▸ EXERCISE
Recast the data below as a two-column CSV with the headers "prompt" and "target". Each row should pair one line of text with the answer beneath it, each in a single quoted field with any line breaks replaced by spaces, beginning at the line that contains "For this dataset, tag each instance of the large" and stopping after the line that contains "[[29, 307]]".

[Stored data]

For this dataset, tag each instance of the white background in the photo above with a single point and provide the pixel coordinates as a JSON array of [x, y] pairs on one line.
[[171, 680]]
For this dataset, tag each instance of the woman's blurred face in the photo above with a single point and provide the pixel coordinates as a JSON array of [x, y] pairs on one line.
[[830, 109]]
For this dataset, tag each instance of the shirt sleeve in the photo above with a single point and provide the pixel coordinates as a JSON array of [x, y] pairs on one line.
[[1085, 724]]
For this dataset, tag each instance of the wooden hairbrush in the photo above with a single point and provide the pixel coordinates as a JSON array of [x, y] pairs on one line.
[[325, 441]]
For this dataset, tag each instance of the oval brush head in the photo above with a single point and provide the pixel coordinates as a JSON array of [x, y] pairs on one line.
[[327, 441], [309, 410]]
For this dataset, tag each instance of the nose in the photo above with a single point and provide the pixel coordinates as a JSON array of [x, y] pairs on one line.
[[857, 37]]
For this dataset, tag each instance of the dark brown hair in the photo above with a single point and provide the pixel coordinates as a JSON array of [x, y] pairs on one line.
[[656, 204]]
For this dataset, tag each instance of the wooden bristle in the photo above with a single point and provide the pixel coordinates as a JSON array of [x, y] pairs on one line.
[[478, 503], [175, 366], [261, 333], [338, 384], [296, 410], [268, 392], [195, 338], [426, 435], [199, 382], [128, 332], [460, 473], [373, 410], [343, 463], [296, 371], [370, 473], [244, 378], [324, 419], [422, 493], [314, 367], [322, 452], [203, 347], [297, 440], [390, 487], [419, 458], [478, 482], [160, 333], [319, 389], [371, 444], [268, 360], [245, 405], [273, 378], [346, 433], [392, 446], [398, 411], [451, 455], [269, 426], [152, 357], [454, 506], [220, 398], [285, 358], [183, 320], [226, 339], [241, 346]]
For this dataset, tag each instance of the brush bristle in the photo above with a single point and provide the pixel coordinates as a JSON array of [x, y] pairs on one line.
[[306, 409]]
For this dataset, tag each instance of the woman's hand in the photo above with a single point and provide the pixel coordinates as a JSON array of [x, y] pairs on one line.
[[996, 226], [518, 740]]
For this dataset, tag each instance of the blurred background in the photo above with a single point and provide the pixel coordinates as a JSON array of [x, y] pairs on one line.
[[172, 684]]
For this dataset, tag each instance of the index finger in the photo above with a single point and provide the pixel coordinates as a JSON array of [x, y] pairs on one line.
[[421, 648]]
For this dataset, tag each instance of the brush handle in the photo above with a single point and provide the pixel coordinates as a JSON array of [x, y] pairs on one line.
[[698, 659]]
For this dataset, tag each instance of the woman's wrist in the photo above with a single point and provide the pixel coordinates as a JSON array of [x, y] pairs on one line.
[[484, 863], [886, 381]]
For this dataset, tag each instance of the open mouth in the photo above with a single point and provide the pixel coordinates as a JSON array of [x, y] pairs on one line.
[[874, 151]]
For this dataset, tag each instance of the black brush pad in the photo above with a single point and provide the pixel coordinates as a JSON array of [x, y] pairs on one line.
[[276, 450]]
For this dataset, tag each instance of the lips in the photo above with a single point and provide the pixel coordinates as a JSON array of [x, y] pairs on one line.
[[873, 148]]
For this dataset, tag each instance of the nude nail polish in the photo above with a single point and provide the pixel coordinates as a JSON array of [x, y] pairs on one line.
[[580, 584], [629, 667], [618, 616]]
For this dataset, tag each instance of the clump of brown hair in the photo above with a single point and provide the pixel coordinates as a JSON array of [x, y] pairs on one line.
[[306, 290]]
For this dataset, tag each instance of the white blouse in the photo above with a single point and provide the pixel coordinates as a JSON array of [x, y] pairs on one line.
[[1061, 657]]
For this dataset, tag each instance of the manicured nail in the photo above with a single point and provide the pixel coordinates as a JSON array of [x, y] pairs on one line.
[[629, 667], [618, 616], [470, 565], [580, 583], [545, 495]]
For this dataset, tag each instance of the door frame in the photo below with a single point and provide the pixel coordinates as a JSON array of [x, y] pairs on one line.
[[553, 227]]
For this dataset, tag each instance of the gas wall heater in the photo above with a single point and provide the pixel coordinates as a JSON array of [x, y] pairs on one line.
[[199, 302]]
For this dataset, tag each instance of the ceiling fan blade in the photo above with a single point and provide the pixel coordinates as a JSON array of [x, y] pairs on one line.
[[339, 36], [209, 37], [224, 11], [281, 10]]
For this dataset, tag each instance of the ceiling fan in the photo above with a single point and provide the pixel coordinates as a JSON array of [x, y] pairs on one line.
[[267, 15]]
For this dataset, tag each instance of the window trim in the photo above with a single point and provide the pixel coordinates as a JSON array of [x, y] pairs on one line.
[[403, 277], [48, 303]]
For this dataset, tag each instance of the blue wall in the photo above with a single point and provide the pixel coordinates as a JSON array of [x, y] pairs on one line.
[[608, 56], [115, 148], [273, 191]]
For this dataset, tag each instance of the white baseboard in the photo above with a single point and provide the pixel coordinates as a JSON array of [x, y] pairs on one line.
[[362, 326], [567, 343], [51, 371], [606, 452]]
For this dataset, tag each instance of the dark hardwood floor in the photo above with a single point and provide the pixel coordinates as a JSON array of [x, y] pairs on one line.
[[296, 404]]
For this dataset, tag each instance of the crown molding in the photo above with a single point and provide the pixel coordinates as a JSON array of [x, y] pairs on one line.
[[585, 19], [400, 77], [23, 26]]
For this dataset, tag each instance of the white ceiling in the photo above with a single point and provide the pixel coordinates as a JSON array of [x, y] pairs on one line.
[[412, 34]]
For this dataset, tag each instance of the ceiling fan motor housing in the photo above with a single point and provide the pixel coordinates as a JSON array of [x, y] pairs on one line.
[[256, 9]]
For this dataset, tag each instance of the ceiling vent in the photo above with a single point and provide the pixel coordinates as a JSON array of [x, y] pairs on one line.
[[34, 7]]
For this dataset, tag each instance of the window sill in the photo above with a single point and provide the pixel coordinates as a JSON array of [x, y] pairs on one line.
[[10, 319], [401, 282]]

---

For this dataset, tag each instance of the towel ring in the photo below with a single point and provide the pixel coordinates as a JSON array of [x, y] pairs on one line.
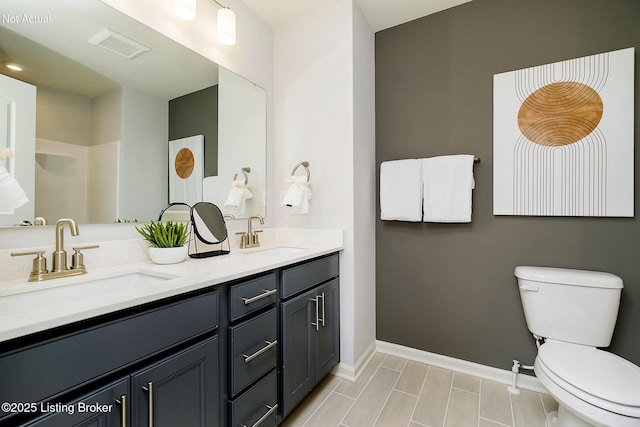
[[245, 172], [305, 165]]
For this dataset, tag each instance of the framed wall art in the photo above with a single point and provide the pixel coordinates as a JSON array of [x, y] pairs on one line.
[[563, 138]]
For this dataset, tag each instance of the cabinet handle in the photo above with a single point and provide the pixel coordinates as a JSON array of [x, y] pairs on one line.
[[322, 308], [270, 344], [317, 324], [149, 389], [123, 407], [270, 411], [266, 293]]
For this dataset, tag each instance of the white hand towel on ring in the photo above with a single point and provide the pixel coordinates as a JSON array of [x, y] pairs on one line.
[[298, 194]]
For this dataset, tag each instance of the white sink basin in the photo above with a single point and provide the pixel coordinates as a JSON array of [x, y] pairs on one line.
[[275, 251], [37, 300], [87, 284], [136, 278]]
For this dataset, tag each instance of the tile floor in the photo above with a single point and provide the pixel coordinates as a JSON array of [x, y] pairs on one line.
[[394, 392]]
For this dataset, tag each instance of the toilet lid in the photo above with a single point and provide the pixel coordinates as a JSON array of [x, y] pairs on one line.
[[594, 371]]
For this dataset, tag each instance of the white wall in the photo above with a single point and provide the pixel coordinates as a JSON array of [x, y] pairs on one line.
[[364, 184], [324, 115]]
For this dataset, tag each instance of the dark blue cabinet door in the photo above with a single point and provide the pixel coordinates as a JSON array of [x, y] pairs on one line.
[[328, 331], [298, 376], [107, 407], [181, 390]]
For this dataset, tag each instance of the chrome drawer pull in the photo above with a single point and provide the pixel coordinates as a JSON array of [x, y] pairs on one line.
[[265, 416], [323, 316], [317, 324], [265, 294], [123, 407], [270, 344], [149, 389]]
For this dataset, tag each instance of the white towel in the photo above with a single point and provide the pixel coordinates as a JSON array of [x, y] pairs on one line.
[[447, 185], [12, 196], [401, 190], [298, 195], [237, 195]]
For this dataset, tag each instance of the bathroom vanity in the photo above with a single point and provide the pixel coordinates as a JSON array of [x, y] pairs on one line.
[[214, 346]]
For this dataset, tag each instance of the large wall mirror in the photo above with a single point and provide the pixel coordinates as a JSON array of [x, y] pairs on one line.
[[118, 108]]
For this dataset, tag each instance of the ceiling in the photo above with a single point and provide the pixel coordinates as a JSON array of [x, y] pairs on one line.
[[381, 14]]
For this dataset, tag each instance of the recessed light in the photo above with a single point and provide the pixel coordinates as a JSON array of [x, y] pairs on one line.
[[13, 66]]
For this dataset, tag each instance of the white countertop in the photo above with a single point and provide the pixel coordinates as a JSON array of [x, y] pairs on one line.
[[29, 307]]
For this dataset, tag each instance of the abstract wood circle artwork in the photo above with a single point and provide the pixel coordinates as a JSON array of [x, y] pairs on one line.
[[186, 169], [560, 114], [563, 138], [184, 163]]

▸ SOLUTION TO THE PROBLEM
prompt,target
"For this dataset, tag each instance of the large wall mirror in the photo above with a single point and provide the pixel coordinates as a JSON array of [x, y] pairs on one line.","[[118, 108]]"
"For this dataset, tag each instance of the ceiling in the photo above with a single point and provide the pixel coordinates as a JSON array of [x, y] pairs on one line.","[[381, 14]]"
"For this dataset, tag each instance of the recessed light in the photo above with a single point and provide the pixel coordinates as a JSON array of [x, y] pairs on one line.","[[13, 66]]"
"For this dataset, tag each instance of the white countertop in the photo above with a single point and provide the pixel coordinates as a JSON array of [x, y] pairs on one line.","[[29, 307]]"